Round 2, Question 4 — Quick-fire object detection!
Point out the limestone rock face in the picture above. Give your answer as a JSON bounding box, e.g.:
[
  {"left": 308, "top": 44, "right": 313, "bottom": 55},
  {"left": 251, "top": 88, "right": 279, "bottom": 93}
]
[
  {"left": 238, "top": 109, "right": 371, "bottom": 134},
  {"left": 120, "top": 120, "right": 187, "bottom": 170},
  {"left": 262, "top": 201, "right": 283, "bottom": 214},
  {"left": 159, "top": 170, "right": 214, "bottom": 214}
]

#####

Copy every line of the material above, requests included, and shift each bounding-box coordinate in the answers up by 76. Leave the numbers in the requests and their sample boxes as they are.

Round 2, Question 4 — Quick-fire object detection!
Point out the limestone rock face in the picture above. Give your answer as a JSON bounding box, e.g.:
[
  {"left": 308, "top": 44, "right": 313, "bottom": 55},
  {"left": 251, "top": 88, "right": 279, "bottom": 93}
]
[
  {"left": 314, "top": 185, "right": 447, "bottom": 210},
  {"left": 196, "top": 196, "right": 263, "bottom": 246},
  {"left": 338, "top": 277, "right": 359, "bottom": 290},
  {"left": 235, "top": 246, "right": 290, "bottom": 290}
]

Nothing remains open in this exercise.